■ WHAT THIS TASK INVOLVES
Transcribe the listing in full, word for word; pictures do not belong in the copy.
[[ ENTRIES SUPPLIED open ]]
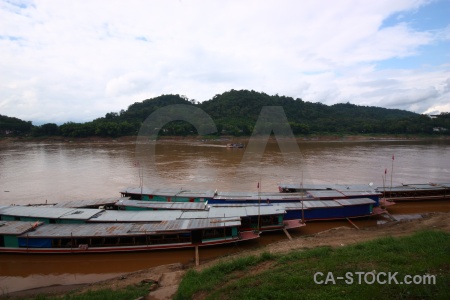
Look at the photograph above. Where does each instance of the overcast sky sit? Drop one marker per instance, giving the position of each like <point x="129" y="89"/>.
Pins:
<point x="77" y="60"/>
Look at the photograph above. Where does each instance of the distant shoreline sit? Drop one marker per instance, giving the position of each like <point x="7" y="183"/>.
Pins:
<point x="312" y="138"/>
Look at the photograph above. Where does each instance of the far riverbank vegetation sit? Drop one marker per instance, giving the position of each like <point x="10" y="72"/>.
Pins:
<point x="235" y="114"/>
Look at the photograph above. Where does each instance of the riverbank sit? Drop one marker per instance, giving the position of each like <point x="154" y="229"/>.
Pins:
<point x="169" y="276"/>
<point x="225" y="139"/>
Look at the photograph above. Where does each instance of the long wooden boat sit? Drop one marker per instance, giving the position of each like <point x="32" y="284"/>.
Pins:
<point x="404" y="192"/>
<point x="319" y="203"/>
<point x="130" y="211"/>
<point x="416" y="192"/>
<point x="39" y="237"/>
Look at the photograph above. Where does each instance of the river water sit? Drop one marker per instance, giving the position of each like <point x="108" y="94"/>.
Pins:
<point x="39" y="172"/>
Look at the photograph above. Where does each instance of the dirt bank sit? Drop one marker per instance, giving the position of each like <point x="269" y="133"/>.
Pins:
<point x="168" y="276"/>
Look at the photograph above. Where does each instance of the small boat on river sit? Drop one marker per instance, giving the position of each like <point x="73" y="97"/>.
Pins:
<point x="40" y="237"/>
<point x="324" y="204"/>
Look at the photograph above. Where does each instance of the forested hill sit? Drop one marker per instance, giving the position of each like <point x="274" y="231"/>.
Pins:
<point x="235" y="113"/>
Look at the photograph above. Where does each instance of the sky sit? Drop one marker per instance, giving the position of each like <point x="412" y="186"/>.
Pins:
<point x="76" y="61"/>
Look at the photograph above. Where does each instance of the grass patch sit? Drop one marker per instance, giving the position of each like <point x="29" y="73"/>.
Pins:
<point x="130" y="292"/>
<point x="291" y="276"/>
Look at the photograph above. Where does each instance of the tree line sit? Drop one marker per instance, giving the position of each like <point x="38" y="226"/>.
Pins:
<point x="235" y="114"/>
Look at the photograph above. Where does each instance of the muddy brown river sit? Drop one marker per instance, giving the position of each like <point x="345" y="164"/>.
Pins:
<point x="39" y="172"/>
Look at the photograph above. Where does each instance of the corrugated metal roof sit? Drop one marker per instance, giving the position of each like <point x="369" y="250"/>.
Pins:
<point x="124" y="229"/>
<point x="192" y="214"/>
<point x="163" y="205"/>
<point x="355" y="201"/>
<point x="326" y="194"/>
<point x="16" y="227"/>
<point x="137" y="216"/>
<point x="80" y="230"/>
<point x="170" y="192"/>
<point x="196" y="194"/>
<point x="48" y="212"/>
<point x="359" y="193"/>
<point x="321" y="204"/>
<point x="243" y="211"/>
<point x="87" y="203"/>
<point x="292" y="205"/>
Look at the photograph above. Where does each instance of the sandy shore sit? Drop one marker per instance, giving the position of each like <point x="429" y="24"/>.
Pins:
<point x="169" y="276"/>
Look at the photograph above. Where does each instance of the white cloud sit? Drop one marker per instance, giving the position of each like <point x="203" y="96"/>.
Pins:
<point x="76" y="60"/>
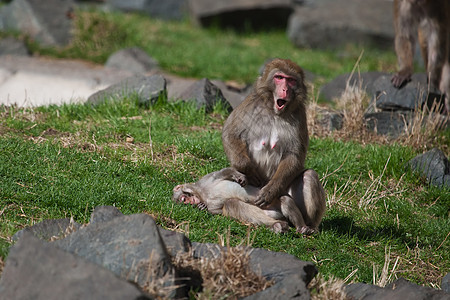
[[ ENTRIES SUPPLIED closed ]]
■ TASK RESULT
Look at the photograph above. Where does each instance of the overcast sky sit? Drop one marker per instance, giving the position of each like <point x="129" y="89"/>.
Pins:
<point x="77" y="60"/>
Look at the photograph above. Where does each instance of the distant shoreline sit? Drop one marker per instance, giving the position of each like <point x="7" y="183"/>.
Pins:
<point x="312" y="138"/>
Look at the photograph above. Where does each instance of the far riverbank vegetation sit? Drop one marker per instance, giving the position of each like <point x="10" y="72"/>.
Pins:
<point x="235" y="114"/>
Look at the photograph above. Where does each instance of the riverbank sit? Drop one marker per instance, giving the position of each like <point x="154" y="229"/>.
Pins:
<point x="169" y="276"/>
<point x="225" y="139"/>
Look at the photograph above. Where does each instance of the long wooden boat sit? Drop one marker per instance, giving the position of each like <point x="32" y="284"/>.
Pins:
<point x="404" y="192"/>
<point x="319" y="203"/>
<point x="130" y="211"/>
<point x="416" y="192"/>
<point x="39" y="237"/>
Look at the photograph above. Where does each instance of the river water sit? Drop one marker per instance, giving the position of each like <point x="108" y="94"/>.
Pins:
<point x="39" y="172"/>
Look at the photograph above. Where does each instance of the dirt bank sit? Drop one marker per instance, giving the position of each like <point x="269" y="133"/>.
Pins:
<point x="168" y="276"/>
Look at the photograph above. Where does each instance of the small boat on river sit? Drop one marker per instance, giving the position of each like <point x="73" y="97"/>.
Pins:
<point x="40" y="237"/>
<point x="324" y="204"/>
Look at the photograph above. Where does each instance of the forested hill sit? Drop one marker per instance, giving the position of each like <point x="274" y="231"/>.
Pins:
<point x="235" y="113"/>
Look at the photograph above. Where does each instance of the sky sit? Drop one marker per instance, giving the position of each like <point x="412" y="186"/>.
Pins:
<point x="76" y="61"/>
Look at the photograph above. Where does each instance of the grass patch sit? Drop one marker per instance, giving the position of each like <point x="29" y="73"/>.
Pins:
<point x="130" y="292"/>
<point x="291" y="276"/>
Look at the photograph above. Where does each instance of the tree line sit? Drop one marker per instance, giving the position of each like <point x="38" y="226"/>.
Pins:
<point x="235" y="114"/>
Look at the photograph above. Where does each instance of the muddy brown river sit? Drop one marker per instance, giving the position of each like <point x="345" y="164"/>.
Pins:
<point x="39" y="172"/>
Look at the photograph above. Where does each instance of the corrugated metal roof sit? Drop one marker per instance, giving the position of each like <point x="369" y="250"/>.
Pins:
<point x="124" y="229"/>
<point x="192" y="214"/>
<point x="163" y="205"/>
<point x="355" y="201"/>
<point x="326" y="194"/>
<point x="16" y="227"/>
<point x="137" y="216"/>
<point x="80" y="230"/>
<point x="170" y="192"/>
<point x="196" y="194"/>
<point x="48" y="212"/>
<point x="359" y="193"/>
<point x="321" y="204"/>
<point x="243" y="211"/>
<point x="87" y="203"/>
<point x="292" y="205"/>
Look at the photograph above. Where does each instance of the sandy shore sit? Drop one marker per instance, giving the position of each like <point x="429" y="24"/>.
Pins:
<point x="169" y="276"/>
Look at the photograph above. Where does each instance of the white cloud sit? Drop one marker per instance, giving the position of each like <point x="203" y="96"/>.
Pins:
<point x="76" y="60"/>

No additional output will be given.